● Passage for review
---
But yes, we fail to open streams because identify fails to complete.

Wondertan commented 1 month ago

We observed similar behavior when event bus subscriptions were not read fast enough on our side. A client connects and initiates identify; a server processes a new connection in the swarm and blocks never reaching start and thus not processing identify streams. JFYI

MarcoPolo commented 1 month ago

when I disconnect and reconnect to a peer, the latter finds it impossible to open a stream

I'm not sure I parse this sentence correctly. I'm understanding it as meaning:

  1. Peer A is connected to peer B.
  2. Peer A disconnects to peer B; then reconnects to peer B.
  3. Peer B attempts to open a stream to peer A.
  4. Peer B fails to open a stream.

Is that understanding correct? Or is it instead:

  1. Peer A is connected to peer B.
  2. Peer A disconnects to peer B; then reconnects to peer B.
  3. Peer A attempts to open a stream to peer B.
  4. Peer A fails to open a stream.

The issue kind of sounds like we aren't picking the best conn, and then we try to identify on it.

vyzo commented 1 month ago

It is the first scenario.

MarcoPolo commented 1 month ago

ah okay. That makes sense. The issue is probably that Peer B doesn't realize that the "best connection" it picked is actually closed/disconnected. So it times out on waiting for that connection to Identify (it never will).

We can be smarter here and interrupt with an even better connection if a new one appears.

vyzo commented 1 month ago

Maybe we should have a collective identify completion channel for the peer, and not one for each conn.

Stebalien commented 1 month ago

This relates to #2355 and attaching protocol information to connections instead of peers.
---
● Dataset excerpts

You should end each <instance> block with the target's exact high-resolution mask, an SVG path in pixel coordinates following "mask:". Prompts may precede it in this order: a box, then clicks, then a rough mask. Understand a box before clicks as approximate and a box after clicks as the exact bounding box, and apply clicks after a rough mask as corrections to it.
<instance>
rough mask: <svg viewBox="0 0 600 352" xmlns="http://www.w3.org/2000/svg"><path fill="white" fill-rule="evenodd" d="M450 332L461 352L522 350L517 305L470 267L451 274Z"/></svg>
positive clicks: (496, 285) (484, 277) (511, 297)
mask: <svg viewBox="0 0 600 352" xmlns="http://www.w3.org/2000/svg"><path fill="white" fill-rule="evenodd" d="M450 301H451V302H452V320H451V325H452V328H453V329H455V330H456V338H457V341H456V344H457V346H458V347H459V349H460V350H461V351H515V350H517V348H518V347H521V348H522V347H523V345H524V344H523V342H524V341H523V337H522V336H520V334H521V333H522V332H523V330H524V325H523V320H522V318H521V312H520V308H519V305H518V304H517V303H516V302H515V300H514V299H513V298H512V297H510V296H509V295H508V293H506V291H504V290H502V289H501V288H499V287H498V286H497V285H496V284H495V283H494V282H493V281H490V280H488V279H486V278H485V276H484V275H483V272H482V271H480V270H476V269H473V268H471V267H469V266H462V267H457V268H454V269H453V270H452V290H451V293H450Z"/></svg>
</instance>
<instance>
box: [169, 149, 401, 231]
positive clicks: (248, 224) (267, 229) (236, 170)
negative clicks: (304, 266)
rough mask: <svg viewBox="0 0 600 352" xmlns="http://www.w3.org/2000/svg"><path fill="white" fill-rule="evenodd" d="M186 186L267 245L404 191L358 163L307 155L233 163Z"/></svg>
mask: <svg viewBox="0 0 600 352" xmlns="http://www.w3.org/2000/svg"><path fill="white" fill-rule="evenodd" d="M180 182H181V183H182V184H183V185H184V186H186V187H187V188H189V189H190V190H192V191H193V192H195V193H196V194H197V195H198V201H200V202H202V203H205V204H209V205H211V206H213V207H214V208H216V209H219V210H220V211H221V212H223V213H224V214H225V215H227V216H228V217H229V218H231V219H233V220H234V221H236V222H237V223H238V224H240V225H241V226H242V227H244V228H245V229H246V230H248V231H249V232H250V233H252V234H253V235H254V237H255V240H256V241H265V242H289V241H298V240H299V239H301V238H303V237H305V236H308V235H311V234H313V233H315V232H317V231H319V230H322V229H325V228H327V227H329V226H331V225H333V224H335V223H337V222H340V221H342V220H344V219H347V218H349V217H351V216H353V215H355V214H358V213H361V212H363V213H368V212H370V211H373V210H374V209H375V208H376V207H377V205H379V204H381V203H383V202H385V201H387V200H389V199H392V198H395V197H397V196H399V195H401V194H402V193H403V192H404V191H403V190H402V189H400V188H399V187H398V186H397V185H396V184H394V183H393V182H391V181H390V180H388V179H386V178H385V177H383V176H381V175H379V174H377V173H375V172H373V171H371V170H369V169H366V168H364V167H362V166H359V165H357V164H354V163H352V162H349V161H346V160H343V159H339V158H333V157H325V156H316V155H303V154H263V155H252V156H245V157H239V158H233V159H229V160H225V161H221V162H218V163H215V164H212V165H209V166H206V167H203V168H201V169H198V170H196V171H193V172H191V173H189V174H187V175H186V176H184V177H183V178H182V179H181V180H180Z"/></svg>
---
● What to work on
A – In the thread about failed stream openings, rewrite the paragraph beginning "We observed similar behavior" as a short list that keeps its main facts.
B – Repeat word for word the part of the thread about failed stream openings starting with "The issue kind" and going on through "(it never will).".
C – Go on with the thread about failed stream openings from where it stops.

● Expected outputs
A –
- The same behavior appeared when event bus subscriptions were not read fast enough.
- A client connects and starts identify.
- The server, processing the new connection in the swarm, blocks and never reaches start.
- As a result, the server does not process identify streams.

B –
The issue kind of sounds like we aren't picking the best conn, and then we try to identify on it.

vyzo commented 1 month ago

It is the first scenario.

MarcoPolo commented 1 month ago

ah okay. That makes sense. The issue is probably that Peer B doesn't realize that the "best connection" it picked is actually closed/disconnected. So it times out on waiting for that connection to Identify (it never will).

C –
MarcoPolo commented 3 weeks ago

fyi, I have a branch I'm working on that should solve this issue and improve the best connection logic. The basic idea is to create a small new service that subscribes to Identify events and fulfills request to return the best connection for a peer that supports a given protocol and other criteria (e.g. is it a limited connection? Prefer a connection with existing streams). I'll get it pushed soon after the next go-libp2p release.

MarcoPolo commented 1 week ago

These comments together:

The problem: when I disconnect and reconnect to a peer, the latter finds it impossible to open a stream, with the error indication that identified failed to complete. This happens consistently in our node, and I can trigger it reliably; so there is some bug related to identify.

and

I have worked around it by manually making streams and skipping the identify wait

Makes me rule out that this is only an issue with a dropped connection, like what I mentioned. Since in that case the workaround of manually making streams should also not work.

My current theory is that this is related to the eventbus being stalled as @Wondertan points out. It would be good to revisit https://github.com/libp2p/go-libp2p/issues/2361. The main argument against it was "We already have metrics, we don't need metrics AND logs." Looking at this again now, I still think having logs in addition would be nice, since setuping grafana and prometheus is non-trivial (and a big ask of our users), and issues like these should be easier to debug.

I'll make a PR to add this logging. I'll tag vyzo to try it and see if that is indeed their issue.